### Entries taken from a collection
........
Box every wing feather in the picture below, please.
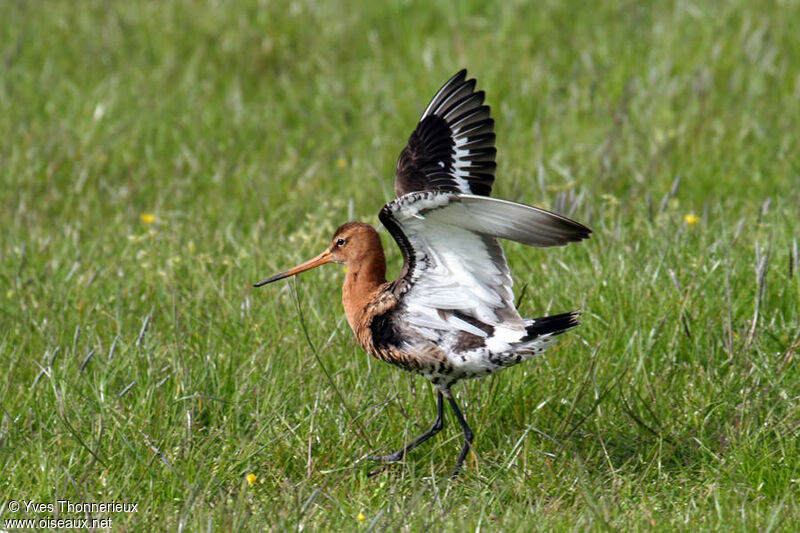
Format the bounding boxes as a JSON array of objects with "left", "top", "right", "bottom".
[
  {"left": 379, "top": 192, "right": 591, "bottom": 337},
  {"left": 445, "top": 195, "right": 591, "bottom": 247},
  {"left": 395, "top": 70, "right": 497, "bottom": 197}
]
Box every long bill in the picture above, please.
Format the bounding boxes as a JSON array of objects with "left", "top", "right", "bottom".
[{"left": 253, "top": 250, "right": 333, "bottom": 287}]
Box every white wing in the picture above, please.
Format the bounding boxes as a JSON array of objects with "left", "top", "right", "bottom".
[{"left": 379, "top": 192, "right": 591, "bottom": 337}]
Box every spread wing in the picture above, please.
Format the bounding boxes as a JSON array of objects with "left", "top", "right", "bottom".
[
  {"left": 394, "top": 69, "right": 496, "bottom": 197},
  {"left": 378, "top": 192, "right": 591, "bottom": 337}
]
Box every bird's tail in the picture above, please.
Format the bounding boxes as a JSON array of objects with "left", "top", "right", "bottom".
[
  {"left": 484, "top": 311, "right": 580, "bottom": 370},
  {"left": 523, "top": 311, "right": 580, "bottom": 341}
]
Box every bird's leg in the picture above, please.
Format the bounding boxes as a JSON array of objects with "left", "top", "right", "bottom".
[
  {"left": 368, "top": 390, "right": 445, "bottom": 463},
  {"left": 446, "top": 394, "right": 474, "bottom": 477}
]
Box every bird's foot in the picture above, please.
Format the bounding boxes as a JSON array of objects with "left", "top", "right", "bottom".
[
  {"left": 364, "top": 451, "right": 406, "bottom": 477},
  {"left": 365, "top": 451, "right": 405, "bottom": 463}
]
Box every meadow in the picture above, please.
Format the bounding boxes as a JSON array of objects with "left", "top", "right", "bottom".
[{"left": 1, "top": 0, "right": 798, "bottom": 530}]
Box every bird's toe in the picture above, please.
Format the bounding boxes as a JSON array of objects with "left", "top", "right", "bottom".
[{"left": 366, "top": 451, "right": 404, "bottom": 463}]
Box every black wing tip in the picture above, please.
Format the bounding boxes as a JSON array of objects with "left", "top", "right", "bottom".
[
  {"left": 570, "top": 221, "right": 593, "bottom": 242},
  {"left": 565, "top": 221, "right": 592, "bottom": 242},
  {"left": 435, "top": 69, "right": 470, "bottom": 98},
  {"left": 439, "top": 69, "right": 483, "bottom": 105},
  {"left": 550, "top": 212, "right": 593, "bottom": 243}
]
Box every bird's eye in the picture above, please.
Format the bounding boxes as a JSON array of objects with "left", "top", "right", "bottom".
[{"left": 336, "top": 238, "right": 346, "bottom": 247}]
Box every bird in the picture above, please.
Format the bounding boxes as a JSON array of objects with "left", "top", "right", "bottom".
[{"left": 254, "top": 69, "right": 591, "bottom": 475}]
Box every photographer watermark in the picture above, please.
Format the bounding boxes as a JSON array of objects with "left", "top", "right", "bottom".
[{"left": 4, "top": 499, "right": 138, "bottom": 530}]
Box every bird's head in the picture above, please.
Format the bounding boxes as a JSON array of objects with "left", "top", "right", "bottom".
[{"left": 253, "top": 222, "right": 383, "bottom": 287}]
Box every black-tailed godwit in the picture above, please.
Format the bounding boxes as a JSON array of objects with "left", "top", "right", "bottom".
[{"left": 255, "top": 70, "right": 591, "bottom": 475}]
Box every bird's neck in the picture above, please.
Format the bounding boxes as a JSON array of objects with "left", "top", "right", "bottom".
[{"left": 342, "top": 249, "right": 387, "bottom": 334}]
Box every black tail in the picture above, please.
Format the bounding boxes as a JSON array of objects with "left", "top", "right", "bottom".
[{"left": 523, "top": 311, "right": 580, "bottom": 340}]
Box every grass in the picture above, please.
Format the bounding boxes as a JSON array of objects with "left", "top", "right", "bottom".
[{"left": 1, "top": 0, "right": 798, "bottom": 530}]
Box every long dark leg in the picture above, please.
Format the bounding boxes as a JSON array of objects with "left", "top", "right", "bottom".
[
  {"left": 447, "top": 394, "right": 474, "bottom": 476},
  {"left": 368, "top": 391, "right": 445, "bottom": 463}
]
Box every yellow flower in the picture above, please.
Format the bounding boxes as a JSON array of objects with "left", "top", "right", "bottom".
[
  {"left": 246, "top": 473, "right": 256, "bottom": 486},
  {"left": 684, "top": 213, "right": 699, "bottom": 226},
  {"left": 336, "top": 158, "right": 347, "bottom": 169},
  {"left": 357, "top": 512, "right": 366, "bottom": 523},
  {"left": 140, "top": 213, "right": 156, "bottom": 225}
]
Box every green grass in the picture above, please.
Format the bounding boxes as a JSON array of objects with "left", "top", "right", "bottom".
[{"left": 2, "top": 0, "right": 799, "bottom": 530}]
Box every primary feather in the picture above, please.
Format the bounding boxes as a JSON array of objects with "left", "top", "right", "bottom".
[{"left": 395, "top": 70, "right": 497, "bottom": 197}]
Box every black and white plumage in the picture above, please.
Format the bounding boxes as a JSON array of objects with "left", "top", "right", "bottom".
[
  {"left": 255, "top": 69, "right": 591, "bottom": 475},
  {"left": 395, "top": 69, "right": 497, "bottom": 197},
  {"left": 375, "top": 191, "right": 589, "bottom": 389}
]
........
An exact, complete copy of the lines above from the one with "Box every bird in the picture above, please." through the one with "Box every black tail" is the whole answer.

Box every bird in the picture above, please.
Format the bounding boxes as a JSON array of objects with "left", "top", "right", "bottom".
[{"left": 254, "top": 69, "right": 591, "bottom": 475}]
Box every photographer watermark in the picture above, please.
Format the bounding boxes as a JSON array of objects with "left", "top", "right", "bottom".
[{"left": 4, "top": 499, "right": 138, "bottom": 530}]
Box every bird's head in the picture above, please.
Format the bounding boxes as a JSON array of objects with "left", "top", "right", "bottom".
[{"left": 253, "top": 222, "right": 383, "bottom": 287}]
Box every black-tailed godwit in the picture above, please.
Format the bounding boxes as a JSON array of objects with "left", "top", "right", "bottom".
[{"left": 255, "top": 70, "right": 591, "bottom": 475}]
Box every bird's neck in the picture above, please.
Format the bounding boxes as a JSON array of objects with "left", "top", "right", "bottom".
[{"left": 342, "top": 249, "right": 387, "bottom": 334}]
Box every black tail in the picture above, please.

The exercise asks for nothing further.